## WORK TASK
Across the entries, count the lines that include "flap" and report only that number.

## PROVIDED MATERIAL
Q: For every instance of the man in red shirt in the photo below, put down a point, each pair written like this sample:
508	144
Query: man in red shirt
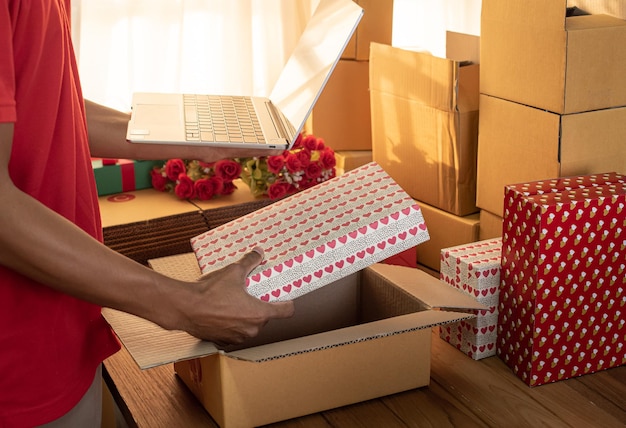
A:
55	274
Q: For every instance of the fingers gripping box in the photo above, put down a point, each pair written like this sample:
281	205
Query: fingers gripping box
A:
562	299
474	268
320	235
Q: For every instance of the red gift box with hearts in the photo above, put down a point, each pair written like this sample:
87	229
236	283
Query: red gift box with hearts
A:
475	269
319	235
562	300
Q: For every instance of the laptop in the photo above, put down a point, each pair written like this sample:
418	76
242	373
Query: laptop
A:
248	121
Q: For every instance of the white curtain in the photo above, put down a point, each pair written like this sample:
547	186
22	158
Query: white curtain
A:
219	46
422	24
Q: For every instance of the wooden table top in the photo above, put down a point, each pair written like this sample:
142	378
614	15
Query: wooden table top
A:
462	393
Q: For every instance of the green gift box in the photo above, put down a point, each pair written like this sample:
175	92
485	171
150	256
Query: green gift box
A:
122	175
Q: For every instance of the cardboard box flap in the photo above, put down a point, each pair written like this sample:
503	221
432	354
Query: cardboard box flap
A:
402	77
531	13
431	291
592	22
150	345
368	331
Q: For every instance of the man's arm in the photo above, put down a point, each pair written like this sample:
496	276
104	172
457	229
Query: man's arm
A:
107	139
40	244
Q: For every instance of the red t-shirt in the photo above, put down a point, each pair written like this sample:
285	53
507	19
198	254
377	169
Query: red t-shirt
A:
50	343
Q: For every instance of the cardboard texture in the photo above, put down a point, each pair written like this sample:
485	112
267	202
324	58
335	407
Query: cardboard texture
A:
348	160
475	269
365	336
148	224
532	54
562	299
319	235
341	115
425	125
490	226
554	146
122	175
406	258
445	230
376	26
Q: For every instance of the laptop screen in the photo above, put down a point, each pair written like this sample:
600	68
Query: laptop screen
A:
310	65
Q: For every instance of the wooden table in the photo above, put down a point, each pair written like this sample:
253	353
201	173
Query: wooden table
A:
462	393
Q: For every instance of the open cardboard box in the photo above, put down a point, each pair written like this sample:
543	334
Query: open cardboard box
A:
364	336
425	123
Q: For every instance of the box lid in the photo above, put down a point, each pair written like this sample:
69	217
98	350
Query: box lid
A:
319	235
151	346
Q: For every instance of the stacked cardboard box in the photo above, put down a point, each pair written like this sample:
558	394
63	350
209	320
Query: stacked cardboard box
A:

## PROBLEM SOLUTION
2